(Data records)
● ● ● ● ● ● ●

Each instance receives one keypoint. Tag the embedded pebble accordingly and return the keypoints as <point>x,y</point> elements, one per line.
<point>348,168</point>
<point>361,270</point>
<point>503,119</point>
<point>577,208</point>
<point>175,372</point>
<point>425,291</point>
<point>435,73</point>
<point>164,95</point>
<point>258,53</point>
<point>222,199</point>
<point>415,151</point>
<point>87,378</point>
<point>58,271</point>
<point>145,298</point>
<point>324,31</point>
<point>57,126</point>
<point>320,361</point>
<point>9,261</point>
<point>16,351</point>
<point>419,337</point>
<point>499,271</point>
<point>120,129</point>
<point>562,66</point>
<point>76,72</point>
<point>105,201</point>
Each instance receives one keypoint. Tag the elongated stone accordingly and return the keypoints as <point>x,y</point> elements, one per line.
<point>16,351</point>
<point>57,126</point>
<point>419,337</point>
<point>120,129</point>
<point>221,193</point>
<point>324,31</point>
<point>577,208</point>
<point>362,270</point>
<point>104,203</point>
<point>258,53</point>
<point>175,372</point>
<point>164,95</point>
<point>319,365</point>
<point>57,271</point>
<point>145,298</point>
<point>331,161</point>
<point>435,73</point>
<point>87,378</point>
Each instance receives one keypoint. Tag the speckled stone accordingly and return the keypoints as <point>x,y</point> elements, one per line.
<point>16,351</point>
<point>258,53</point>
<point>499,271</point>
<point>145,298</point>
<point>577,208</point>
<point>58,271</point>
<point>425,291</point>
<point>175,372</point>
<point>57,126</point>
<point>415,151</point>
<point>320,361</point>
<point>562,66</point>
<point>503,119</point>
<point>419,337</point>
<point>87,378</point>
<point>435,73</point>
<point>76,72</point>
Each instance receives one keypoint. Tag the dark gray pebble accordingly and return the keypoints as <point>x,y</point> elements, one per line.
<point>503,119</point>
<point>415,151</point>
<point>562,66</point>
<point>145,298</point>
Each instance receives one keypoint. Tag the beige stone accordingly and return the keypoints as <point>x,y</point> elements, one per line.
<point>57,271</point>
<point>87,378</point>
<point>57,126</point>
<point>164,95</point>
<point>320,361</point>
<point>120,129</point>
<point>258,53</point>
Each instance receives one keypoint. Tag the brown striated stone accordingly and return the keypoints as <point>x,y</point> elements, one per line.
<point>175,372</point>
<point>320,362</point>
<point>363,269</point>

● ● ● ● ● ● ●

Your answer must be an exact copy of all the entries.

Output for this exercise >>
Each instance receives one keypoint. Tag the embedded pebble accordingly and return the keypoints as <point>x,y</point> elements, one per line.
<point>348,168</point>
<point>361,270</point>
<point>503,119</point>
<point>577,208</point>
<point>175,372</point>
<point>425,291</point>
<point>435,73</point>
<point>164,95</point>
<point>258,53</point>
<point>222,199</point>
<point>415,151</point>
<point>87,378</point>
<point>58,271</point>
<point>145,298</point>
<point>324,31</point>
<point>57,126</point>
<point>320,361</point>
<point>9,261</point>
<point>16,351</point>
<point>419,337</point>
<point>499,271</point>
<point>120,129</point>
<point>562,66</point>
<point>76,72</point>
<point>105,201</point>
Each instance receives one keypoint. Tag the elongated stone accordingly and return the keypoints as <point>x,y</point> elements, one per line.
<point>16,351</point>
<point>57,126</point>
<point>419,337</point>
<point>120,129</point>
<point>221,193</point>
<point>324,31</point>
<point>577,208</point>
<point>362,270</point>
<point>104,203</point>
<point>258,53</point>
<point>175,372</point>
<point>164,95</point>
<point>319,365</point>
<point>57,271</point>
<point>145,298</point>
<point>331,161</point>
<point>435,73</point>
<point>87,378</point>
Each instance receives one keypoint. Tag the speckled stone accordingly and return the keypoints as <point>x,y</point> elements, one per line.
<point>16,351</point>
<point>258,53</point>
<point>499,271</point>
<point>145,298</point>
<point>577,208</point>
<point>58,271</point>
<point>425,291</point>
<point>175,372</point>
<point>57,126</point>
<point>415,151</point>
<point>320,361</point>
<point>562,66</point>
<point>503,119</point>
<point>419,337</point>
<point>87,378</point>
<point>435,73</point>
<point>76,72</point>
Each instance receives one keypoint. Tag the dark gray pebble accordingly and return the keypoints as <point>x,y</point> elements, one per line.
<point>503,119</point>
<point>415,151</point>
<point>562,66</point>
<point>145,298</point>
Each instance receives one keypoint. Tag the beige stone accordingly and return the keypoints as <point>x,y</point> elements, one per line.
<point>57,271</point>
<point>87,378</point>
<point>57,126</point>
<point>164,95</point>
<point>320,361</point>
<point>120,129</point>
<point>258,53</point>
Each instance receives one keypoint. Tag the brown striated stone accordingly and return the keypoints as <point>x,y</point> elements, one per line.
<point>175,372</point>
<point>320,362</point>
<point>363,269</point>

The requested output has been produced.